Exercise aim →
Every line from the one with "Task: mark the sandy" through the end of the records below should be restated word for word, and nothing outside that span.

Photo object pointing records
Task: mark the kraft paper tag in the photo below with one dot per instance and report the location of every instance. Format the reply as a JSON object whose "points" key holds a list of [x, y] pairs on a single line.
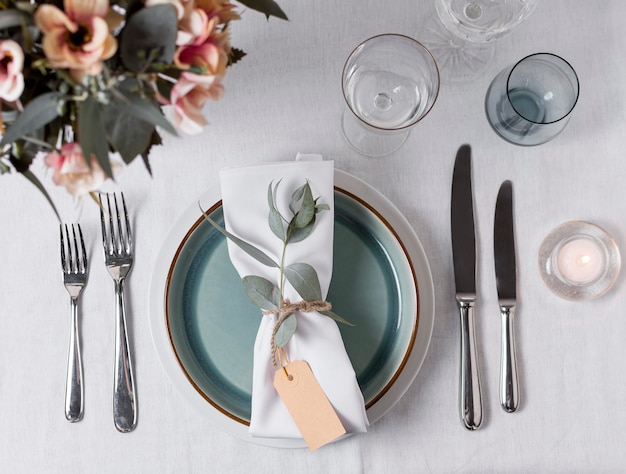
{"points": [[307, 404]]}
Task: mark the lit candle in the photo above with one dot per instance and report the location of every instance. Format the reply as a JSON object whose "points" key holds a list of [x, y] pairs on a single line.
{"points": [[580, 260]]}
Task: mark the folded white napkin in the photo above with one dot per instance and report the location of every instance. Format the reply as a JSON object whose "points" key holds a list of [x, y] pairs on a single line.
{"points": [[317, 339]]}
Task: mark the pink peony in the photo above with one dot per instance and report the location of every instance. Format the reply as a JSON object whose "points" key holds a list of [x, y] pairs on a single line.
{"points": [[78, 38], [188, 98], [11, 64], [71, 170]]}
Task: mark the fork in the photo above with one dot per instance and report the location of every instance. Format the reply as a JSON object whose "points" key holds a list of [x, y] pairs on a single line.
{"points": [[117, 243], [75, 273]]}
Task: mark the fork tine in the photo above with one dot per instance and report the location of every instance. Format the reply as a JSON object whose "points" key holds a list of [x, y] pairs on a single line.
{"points": [[113, 247], [129, 235], [121, 244], [76, 258], [63, 260], [82, 261], [103, 224]]}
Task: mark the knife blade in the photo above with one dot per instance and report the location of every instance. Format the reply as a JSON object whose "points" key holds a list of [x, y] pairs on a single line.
{"points": [[464, 259], [506, 283]]}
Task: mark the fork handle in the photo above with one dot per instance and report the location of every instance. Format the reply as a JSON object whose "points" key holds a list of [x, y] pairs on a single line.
{"points": [[124, 396], [74, 392]]}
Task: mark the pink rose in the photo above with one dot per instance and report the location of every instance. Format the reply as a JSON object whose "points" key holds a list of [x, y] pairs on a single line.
{"points": [[71, 170], [78, 38], [188, 98], [11, 64]]}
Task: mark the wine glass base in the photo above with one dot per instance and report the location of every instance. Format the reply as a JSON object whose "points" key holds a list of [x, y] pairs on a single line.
{"points": [[369, 141], [459, 61]]}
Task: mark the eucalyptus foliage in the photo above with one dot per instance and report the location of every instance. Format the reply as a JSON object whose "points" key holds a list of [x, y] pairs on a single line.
{"points": [[116, 111], [267, 295]]}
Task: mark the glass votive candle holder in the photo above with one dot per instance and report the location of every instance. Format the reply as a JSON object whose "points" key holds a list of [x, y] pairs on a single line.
{"points": [[579, 261]]}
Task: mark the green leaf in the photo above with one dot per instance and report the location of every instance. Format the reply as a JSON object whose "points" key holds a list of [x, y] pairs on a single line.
{"points": [[91, 134], [13, 18], [149, 37], [128, 136], [286, 329], [303, 278], [143, 110], [296, 235], [250, 249], [263, 293], [296, 197], [33, 179], [275, 220], [307, 209], [235, 56], [336, 317], [39, 111], [268, 7]]}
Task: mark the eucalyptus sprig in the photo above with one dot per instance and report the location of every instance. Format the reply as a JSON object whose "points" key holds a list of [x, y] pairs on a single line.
{"points": [[267, 295]]}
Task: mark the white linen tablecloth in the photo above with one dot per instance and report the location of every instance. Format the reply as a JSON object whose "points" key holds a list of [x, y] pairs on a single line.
{"points": [[285, 97]]}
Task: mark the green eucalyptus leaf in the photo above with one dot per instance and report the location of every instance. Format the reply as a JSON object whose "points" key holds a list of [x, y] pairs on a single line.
{"points": [[148, 37], [296, 197], [235, 56], [143, 110], [262, 292], [336, 317], [129, 136], [92, 140], [307, 209], [275, 220], [286, 329], [250, 249], [303, 278], [13, 18], [38, 112], [296, 235], [267, 7]]}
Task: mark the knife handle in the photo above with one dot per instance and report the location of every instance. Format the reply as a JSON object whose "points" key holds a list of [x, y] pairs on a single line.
{"points": [[471, 398], [509, 387]]}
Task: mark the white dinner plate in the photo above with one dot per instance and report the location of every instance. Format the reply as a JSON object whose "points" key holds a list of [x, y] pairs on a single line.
{"points": [[203, 327]]}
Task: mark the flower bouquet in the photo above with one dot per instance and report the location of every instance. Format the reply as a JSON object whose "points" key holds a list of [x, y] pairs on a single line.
{"points": [[84, 82]]}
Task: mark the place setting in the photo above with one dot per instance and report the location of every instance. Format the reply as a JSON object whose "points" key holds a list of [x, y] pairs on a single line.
{"points": [[293, 304]]}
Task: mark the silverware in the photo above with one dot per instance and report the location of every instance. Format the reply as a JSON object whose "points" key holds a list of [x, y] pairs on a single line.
{"points": [[464, 257], [506, 281], [75, 273], [118, 257]]}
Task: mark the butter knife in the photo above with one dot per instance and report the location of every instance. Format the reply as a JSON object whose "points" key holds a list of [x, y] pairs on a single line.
{"points": [[506, 282], [464, 258]]}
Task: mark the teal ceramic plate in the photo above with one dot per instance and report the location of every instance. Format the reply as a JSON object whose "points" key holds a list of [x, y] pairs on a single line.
{"points": [[380, 282]]}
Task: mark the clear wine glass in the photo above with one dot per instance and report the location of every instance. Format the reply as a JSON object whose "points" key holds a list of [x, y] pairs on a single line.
{"points": [[390, 82], [462, 36]]}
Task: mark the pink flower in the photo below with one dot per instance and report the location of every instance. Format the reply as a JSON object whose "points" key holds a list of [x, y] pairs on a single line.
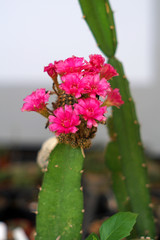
{"points": [[70, 65], [108, 72], [72, 84], [64, 121], [94, 86], [91, 111], [96, 60], [36, 101], [50, 69], [114, 98]]}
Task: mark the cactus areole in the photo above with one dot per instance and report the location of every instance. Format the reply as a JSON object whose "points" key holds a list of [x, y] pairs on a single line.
{"points": [[80, 95]]}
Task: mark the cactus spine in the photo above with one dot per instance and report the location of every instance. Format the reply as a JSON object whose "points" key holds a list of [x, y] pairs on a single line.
{"points": [[99, 15], [61, 197]]}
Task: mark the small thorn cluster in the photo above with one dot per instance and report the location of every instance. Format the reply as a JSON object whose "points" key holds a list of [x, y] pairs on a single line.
{"points": [[83, 94]]}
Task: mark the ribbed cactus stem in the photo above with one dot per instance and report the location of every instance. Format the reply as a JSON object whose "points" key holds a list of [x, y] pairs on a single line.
{"points": [[132, 155], [61, 198], [100, 20], [113, 161], [99, 17]]}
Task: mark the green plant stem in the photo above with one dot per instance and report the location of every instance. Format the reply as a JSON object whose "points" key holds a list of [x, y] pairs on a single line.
{"points": [[60, 207]]}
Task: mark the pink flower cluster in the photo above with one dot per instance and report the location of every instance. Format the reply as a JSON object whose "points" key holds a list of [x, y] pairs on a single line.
{"points": [[83, 83], [36, 101]]}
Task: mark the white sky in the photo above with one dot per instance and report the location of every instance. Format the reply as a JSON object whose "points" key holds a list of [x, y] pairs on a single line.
{"points": [[37, 32]]}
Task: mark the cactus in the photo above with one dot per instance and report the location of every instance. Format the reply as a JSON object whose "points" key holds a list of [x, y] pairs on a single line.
{"points": [[60, 207], [98, 15]]}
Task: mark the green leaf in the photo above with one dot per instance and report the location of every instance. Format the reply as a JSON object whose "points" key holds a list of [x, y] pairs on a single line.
{"points": [[118, 226], [92, 236]]}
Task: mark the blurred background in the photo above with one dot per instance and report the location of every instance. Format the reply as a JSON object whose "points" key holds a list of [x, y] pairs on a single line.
{"points": [[35, 33]]}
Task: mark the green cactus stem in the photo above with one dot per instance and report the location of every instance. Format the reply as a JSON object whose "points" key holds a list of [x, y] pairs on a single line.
{"points": [[101, 24], [132, 155], [125, 121], [60, 207], [113, 162]]}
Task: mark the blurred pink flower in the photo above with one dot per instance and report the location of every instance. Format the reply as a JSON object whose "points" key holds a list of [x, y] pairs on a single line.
{"points": [[114, 98], [108, 72], [72, 84], [91, 111], [64, 121], [70, 65], [36, 101], [94, 86], [50, 69]]}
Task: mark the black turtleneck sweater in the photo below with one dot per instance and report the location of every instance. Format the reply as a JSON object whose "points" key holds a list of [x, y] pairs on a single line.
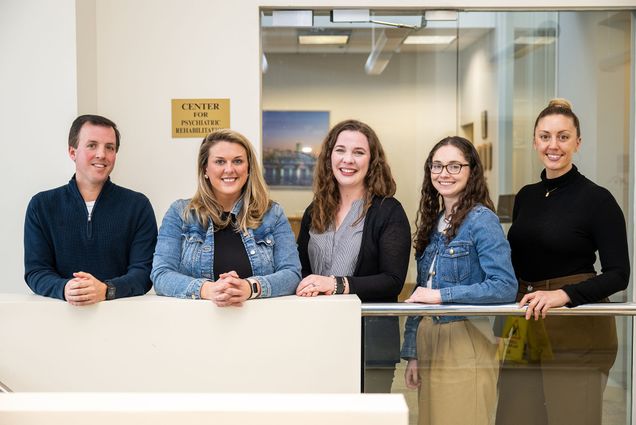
{"points": [[559, 235]]}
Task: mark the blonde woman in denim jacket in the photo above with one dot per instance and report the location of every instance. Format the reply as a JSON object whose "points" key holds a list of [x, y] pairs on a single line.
{"points": [[230, 242], [462, 257]]}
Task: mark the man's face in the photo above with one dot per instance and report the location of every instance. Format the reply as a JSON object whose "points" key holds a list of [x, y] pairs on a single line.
{"points": [[95, 154]]}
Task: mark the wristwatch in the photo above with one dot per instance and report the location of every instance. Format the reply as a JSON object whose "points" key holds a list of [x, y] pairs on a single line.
{"points": [[110, 291], [253, 288]]}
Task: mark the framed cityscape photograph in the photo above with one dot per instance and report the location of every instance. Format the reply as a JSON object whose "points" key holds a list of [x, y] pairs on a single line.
{"points": [[291, 144]]}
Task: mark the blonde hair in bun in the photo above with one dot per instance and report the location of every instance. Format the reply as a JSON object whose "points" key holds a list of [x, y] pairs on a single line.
{"points": [[559, 106], [559, 102]]}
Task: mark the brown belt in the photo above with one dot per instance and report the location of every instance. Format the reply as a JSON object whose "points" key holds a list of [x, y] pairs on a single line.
{"points": [[557, 283]]}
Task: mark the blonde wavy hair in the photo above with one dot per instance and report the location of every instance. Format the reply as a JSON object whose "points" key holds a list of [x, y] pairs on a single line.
{"points": [[256, 201], [378, 181]]}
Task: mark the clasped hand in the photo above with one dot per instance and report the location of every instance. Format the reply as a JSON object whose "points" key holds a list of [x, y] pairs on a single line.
{"points": [[314, 285], [228, 290], [84, 289], [540, 302], [425, 295]]}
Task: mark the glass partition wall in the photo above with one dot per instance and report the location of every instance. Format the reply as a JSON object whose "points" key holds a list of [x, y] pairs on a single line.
{"points": [[417, 76]]}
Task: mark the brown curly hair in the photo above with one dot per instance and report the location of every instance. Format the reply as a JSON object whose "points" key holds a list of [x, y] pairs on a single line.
{"points": [[431, 204], [378, 181]]}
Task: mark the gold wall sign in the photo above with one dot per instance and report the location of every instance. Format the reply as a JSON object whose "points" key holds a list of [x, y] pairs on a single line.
{"points": [[196, 118]]}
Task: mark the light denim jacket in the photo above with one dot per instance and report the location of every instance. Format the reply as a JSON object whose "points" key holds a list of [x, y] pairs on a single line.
{"points": [[473, 268], [184, 256]]}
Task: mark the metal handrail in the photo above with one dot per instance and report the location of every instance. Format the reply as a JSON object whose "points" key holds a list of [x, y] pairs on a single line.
{"points": [[4, 388], [408, 309]]}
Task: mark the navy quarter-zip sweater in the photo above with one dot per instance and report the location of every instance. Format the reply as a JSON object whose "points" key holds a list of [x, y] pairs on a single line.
{"points": [[115, 244]]}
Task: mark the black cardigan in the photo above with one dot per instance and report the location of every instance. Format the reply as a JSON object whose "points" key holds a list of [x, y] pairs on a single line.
{"points": [[559, 235], [384, 251], [379, 275]]}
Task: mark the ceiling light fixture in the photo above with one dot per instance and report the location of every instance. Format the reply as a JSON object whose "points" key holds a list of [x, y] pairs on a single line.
{"points": [[538, 40], [338, 39], [430, 39]]}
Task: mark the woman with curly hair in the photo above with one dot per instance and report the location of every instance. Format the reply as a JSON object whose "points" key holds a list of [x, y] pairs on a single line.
{"points": [[230, 242], [462, 257], [354, 239]]}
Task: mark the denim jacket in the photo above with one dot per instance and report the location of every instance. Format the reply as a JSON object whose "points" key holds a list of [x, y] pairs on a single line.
{"points": [[473, 268], [184, 256]]}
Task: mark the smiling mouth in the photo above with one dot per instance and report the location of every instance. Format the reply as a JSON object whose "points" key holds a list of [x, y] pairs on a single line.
{"points": [[347, 171]]}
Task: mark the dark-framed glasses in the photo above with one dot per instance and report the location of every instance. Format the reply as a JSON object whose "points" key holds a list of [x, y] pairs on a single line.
{"points": [[452, 168]]}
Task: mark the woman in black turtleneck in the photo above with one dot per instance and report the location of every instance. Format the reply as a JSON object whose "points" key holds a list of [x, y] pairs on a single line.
{"points": [[558, 226]]}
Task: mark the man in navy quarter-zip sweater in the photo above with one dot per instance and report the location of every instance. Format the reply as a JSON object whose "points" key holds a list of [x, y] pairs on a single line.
{"points": [[90, 240]]}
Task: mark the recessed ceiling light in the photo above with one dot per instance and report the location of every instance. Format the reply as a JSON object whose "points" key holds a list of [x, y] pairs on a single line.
{"points": [[430, 39], [535, 40], [323, 39]]}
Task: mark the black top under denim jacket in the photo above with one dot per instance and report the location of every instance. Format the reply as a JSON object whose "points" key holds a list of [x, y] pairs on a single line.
{"points": [[379, 274]]}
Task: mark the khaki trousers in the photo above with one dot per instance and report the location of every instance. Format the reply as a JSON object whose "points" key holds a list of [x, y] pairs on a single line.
{"points": [[458, 373]]}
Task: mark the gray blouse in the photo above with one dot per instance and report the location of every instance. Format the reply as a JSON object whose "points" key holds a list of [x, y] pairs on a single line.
{"points": [[335, 252]]}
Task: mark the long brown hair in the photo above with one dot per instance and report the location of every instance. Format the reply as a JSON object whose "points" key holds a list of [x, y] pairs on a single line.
{"points": [[204, 205], [431, 203], [378, 181]]}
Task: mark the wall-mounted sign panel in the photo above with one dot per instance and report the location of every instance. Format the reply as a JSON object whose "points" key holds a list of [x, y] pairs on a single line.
{"points": [[196, 118]]}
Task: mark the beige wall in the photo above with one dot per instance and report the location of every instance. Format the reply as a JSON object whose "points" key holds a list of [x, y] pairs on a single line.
{"points": [[38, 92]]}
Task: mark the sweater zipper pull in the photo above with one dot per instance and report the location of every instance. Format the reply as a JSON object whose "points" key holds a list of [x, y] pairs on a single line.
{"points": [[89, 225]]}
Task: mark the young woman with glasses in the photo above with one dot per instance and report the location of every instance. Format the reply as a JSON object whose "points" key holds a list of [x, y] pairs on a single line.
{"points": [[558, 225], [462, 257]]}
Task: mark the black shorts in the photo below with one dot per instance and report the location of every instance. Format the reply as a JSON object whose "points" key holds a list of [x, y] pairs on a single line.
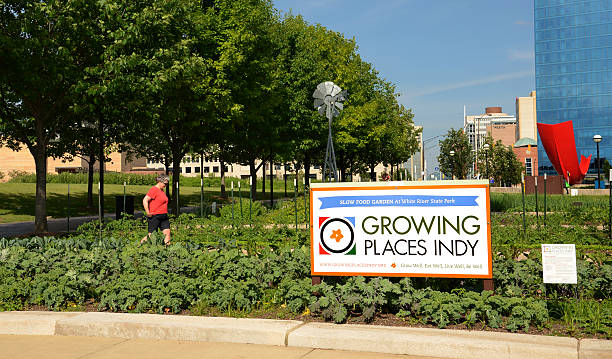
{"points": [[158, 221]]}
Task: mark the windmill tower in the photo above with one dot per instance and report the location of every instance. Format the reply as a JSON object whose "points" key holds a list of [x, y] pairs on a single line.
{"points": [[328, 101]]}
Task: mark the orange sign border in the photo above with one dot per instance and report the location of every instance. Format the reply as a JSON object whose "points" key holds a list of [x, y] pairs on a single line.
{"points": [[436, 275]]}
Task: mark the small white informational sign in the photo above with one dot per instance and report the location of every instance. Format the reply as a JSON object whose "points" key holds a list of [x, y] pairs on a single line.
{"points": [[559, 263], [402, 229]]}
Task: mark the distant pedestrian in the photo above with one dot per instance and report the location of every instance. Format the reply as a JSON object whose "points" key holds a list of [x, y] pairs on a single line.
{"points": [[155, 204]]}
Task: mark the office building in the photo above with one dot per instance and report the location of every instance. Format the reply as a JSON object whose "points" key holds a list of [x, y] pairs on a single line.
{"points": [[573, 67]]}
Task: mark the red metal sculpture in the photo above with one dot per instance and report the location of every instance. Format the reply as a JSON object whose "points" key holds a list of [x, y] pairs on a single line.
{"points": [[560, 146]]}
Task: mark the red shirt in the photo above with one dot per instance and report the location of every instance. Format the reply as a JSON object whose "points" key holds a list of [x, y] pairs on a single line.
{"points": [[159, 202]]}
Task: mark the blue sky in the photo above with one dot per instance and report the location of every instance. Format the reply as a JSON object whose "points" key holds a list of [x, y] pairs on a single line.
{"points": [[441, 54]]}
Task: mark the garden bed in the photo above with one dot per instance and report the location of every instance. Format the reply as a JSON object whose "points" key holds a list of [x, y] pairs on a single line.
{"points": [[261, 268]]}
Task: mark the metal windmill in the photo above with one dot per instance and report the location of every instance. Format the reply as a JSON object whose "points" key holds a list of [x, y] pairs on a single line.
{"points": [[328, 101]]}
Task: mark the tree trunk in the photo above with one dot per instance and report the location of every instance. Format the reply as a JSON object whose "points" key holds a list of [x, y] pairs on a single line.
{"points": [[90, 173], [176, 176], [271, 182], [222, 164], [40, 209], [342, 174], [307, 169], [263, 176], [101, 182], [253, 173], [167, 168]]}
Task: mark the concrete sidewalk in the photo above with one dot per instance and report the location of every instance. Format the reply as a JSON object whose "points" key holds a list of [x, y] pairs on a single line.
{"points": [[289, 337], [57, 225], [58, 347]]}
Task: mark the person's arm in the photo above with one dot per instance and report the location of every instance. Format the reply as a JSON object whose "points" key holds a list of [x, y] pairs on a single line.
{"points": [[145, 204]]}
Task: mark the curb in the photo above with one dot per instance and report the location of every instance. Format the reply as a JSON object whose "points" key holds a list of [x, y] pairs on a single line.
{"points": [[441, 343]]}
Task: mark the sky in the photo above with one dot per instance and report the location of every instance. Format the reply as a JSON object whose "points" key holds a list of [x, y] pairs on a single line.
{"points": [[442, 55]]}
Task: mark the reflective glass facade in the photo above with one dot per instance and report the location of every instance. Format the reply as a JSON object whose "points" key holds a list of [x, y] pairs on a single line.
{"points": [[573, 63]]}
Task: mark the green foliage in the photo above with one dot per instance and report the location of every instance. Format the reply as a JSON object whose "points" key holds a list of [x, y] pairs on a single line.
{"points": [[460, 163]]}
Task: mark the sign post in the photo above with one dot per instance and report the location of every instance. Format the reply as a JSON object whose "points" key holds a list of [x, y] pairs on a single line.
{"points": [[401, 229]]}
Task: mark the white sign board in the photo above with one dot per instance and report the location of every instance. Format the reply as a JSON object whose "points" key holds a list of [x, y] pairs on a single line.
{"points": [[559, 263], [404, 229]]}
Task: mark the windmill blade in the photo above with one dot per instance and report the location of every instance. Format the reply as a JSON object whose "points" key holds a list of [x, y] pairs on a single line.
{"points": [[321, 91], [329, 87], [335, 112], [335, 90], [322, 110], [318, 102], [318, 94]]}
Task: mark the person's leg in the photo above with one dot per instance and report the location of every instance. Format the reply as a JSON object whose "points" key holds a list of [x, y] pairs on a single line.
{"points": [[152, 225], [167, 234], [144, 239]]}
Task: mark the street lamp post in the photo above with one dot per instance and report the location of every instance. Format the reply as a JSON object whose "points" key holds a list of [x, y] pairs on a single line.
{"points": [[486, 148], [597, 139], [452, 153]]}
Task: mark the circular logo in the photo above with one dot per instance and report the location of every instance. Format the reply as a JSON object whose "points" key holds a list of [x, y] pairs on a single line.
{"points": [[337, 235]]}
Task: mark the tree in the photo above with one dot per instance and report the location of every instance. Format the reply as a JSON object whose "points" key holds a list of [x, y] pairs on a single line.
{"points": [[45, 48], [500, 163], [459, 164], [244, 65]]}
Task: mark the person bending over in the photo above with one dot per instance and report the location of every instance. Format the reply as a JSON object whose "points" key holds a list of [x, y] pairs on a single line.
{"points": [[155, 204]]}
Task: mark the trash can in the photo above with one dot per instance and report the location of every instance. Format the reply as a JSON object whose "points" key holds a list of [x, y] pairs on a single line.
{"points": [[129, 206]]}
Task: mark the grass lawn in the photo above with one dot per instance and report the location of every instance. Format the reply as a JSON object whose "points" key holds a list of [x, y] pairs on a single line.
{"points": [[17, 199]]}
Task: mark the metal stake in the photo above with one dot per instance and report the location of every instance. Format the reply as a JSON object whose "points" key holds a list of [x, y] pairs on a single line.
{"points": [[295, 201], [100, 210], [124, 210], [240, 195], [545, 206], [536, 189], [305, 204], [178, 209], [523, 193], [68, 218]]}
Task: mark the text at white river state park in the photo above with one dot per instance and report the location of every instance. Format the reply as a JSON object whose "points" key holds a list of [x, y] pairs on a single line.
{"points": [[403, 229]]}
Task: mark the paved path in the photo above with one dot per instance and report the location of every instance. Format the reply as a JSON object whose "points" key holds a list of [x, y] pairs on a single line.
{"points": [[127, 335], [60, 347], [8, 230]]}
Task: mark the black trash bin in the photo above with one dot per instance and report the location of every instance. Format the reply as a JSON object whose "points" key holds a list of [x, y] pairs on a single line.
{"points": [[129, 206]]}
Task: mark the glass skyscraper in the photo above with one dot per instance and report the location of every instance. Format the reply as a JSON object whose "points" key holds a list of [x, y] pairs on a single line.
{"points": [[573, 66]]}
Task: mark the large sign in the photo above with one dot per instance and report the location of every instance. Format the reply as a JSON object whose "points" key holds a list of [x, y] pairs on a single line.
{"points": [[408, 229], [559, 263]]}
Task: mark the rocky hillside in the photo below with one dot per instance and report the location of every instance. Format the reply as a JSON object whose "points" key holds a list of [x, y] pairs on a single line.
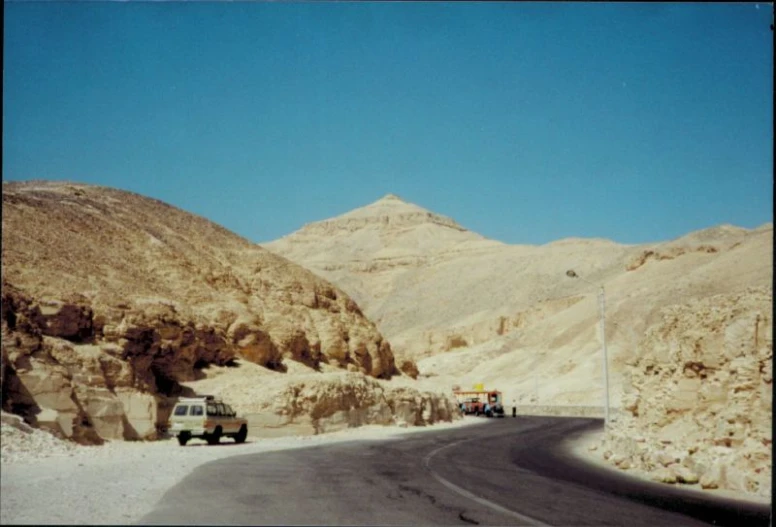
{"points": [[699, 393], [111, 300], [472, 310]]}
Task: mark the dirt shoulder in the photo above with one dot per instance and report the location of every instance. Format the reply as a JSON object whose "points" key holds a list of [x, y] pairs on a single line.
{"points": [[580, 448]]}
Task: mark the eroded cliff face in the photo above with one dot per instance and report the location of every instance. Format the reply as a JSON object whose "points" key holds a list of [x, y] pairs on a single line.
{"points": [[111, 300], [698, 403]]}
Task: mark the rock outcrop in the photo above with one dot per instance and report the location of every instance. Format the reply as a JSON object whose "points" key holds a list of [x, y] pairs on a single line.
{"points": [[111, 300], [328, 401], [698, 401]]}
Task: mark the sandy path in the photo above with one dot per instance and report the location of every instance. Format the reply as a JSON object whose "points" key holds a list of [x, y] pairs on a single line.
{"points": [[579, 447], [118, 483]]}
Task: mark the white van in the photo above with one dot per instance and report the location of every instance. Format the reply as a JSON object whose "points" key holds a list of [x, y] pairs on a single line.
{"points": [[207, 418]]}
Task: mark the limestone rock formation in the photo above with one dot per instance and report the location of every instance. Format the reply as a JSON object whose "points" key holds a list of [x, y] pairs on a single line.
{"points": [[700, 394], [111, 300], [469, 310], [314, 403]]}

Correct response →
Task: mark the sandy path in the photo above with one dot per instance and report the location of every instance. Format the reply as a JSON object whose "points" key holds a list of [x, y] pairs on a single line.
{"points": [[579, 447], [118, 483]]}
Task: mark the white van in the photo above with one dot per instance and report the location of every instance. Format the reply as a JSON object whose "points" key holds a list of [x, y] pairs on a single line.
{"points": [[207, 418]]}
Task: mark the limestone rock formation in the photo above with one dot per instance and report the location of every instance. Format the reply as a JSON object whose "points" key holds a list of [x, y] pairs on a single line.
{"points": [[700, 394], [111, 300], [469, 310], [314, 403]]}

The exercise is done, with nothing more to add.